(Part of a data file)
━━━━━━━━━━━━━━━━

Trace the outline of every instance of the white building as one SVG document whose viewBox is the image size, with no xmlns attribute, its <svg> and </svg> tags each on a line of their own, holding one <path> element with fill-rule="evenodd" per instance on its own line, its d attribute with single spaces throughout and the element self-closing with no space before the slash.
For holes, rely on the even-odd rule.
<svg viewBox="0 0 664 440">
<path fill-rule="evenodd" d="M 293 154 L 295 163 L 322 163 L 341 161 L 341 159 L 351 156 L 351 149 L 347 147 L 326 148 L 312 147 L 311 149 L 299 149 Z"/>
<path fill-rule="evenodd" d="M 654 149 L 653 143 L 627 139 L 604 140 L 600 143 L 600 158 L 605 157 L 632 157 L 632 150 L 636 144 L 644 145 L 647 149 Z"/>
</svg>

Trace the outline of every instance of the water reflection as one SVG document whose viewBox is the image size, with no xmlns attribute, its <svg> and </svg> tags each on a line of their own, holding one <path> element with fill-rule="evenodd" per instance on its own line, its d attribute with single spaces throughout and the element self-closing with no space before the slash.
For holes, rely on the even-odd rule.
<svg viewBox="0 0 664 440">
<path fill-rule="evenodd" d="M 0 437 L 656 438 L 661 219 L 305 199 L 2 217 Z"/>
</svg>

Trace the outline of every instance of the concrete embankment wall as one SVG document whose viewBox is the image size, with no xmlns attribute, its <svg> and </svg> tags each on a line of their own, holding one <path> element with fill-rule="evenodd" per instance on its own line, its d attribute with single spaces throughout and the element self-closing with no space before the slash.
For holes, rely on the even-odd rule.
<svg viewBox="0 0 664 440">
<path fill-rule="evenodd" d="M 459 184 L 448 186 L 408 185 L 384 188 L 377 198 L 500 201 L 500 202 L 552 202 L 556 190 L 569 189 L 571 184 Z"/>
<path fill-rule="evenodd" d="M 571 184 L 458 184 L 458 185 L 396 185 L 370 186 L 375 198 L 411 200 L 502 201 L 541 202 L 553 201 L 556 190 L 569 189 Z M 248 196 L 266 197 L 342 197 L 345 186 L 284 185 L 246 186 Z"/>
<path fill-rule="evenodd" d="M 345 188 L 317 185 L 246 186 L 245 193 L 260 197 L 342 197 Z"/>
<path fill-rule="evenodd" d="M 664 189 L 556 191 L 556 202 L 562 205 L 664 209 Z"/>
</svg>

━━━━━━━━━━━━━━━━

* _Exercise instructions_
Reproduce the full listing above, line for line, without changing a single character.

* _Result of this exercise_
Trace the outline of every instance of the white building as one SVG document whose viewBox is the image size, with no xmlns attribute, its <svg> and </svg> tags each on a line of their own, holding one <path> element with fill-rule="evenodd" per instance on its own line, its d attribute with single spaces throughout and the element self-closing with no space before the slash.
For holes, rely on the even-odd rule.
<svg viewBox="0 0 664 440">
<path fill-rule="evenodd" d="M 293 154 L 295 163 L 322 163 L 341 161 L 341 159 L 351 156 L 351 149 L 347 147 L 326 148 L 312 147 L 311 149 L 299 149 Z"/>
<path fill-rule="evenodd" d="M 654 149 L 653 143 L 627 139 L 604 140 L 600 143 L 600 158 L 605 157 L 632 157 L 632 150 L 636 144 L 644 145 L 647 149 Z"/>
</svg>

Trace the outline of every instance of the water reflection as one SVG document whose viewBox is the image size, with no xmlns attribute, its <svg> and </svg> tags each on a line of their own, holding one <path> element with fill-rule="evenodd" per instance on its own line, its d attribute with single spaces throughout and the element self-closing with no space before the slash.
For holes, rely on the even-odd rule.
<svg viewBox="0 0 664 440">
<path fill-rule="evenodd" d="M 0 437 L 656 438 L 661 219 L 305 199 L 2 217 Z"/>
</svg>

Trace the outline of every instance of the concrete embankment wall as one SVG document whose viewBox is the image size, with no xmlns attribute, its <svg> and </svg> tags each on a line of their own, holding one <path> element with fill-rule="evenodd" per instance on its own line, its d attribute with single spaces throughout and the element self-closing with no space before the slash.
For holes, rely on the even-odd rule.
<svg viewBox="0 0 664 440">
<path fill-rule="evenodd" d="M 459 184 L 448 186 L 408 185 L 384 188 L 377 198 L 500 201 L 500 202 L 552 202 L 556 190 L 569 189 L 571 184 Z"/>
<path fill-rule="evenodd" d="M 571 184 L 458 184 L 458 185 L 396 185 L 370 186 L 375 198 L 411 200 L 502 201 L 541 202 L 553 201 L 556 190 L 569 189 Z M 248 196 L 266 197 L 342 197 L 345 186 L 284 185 L 246 186 Z"/>
<path fill-rule="evenodd" d="M 345 188 L 317 185 L 246 186 L 245 193 L 260 197 L 342 197 Z"/>
<path fill-rule="evenodd" d="M 664 189 L 556 191 L 556 202 L 562 205 L 664 209 Z"/>
</svg>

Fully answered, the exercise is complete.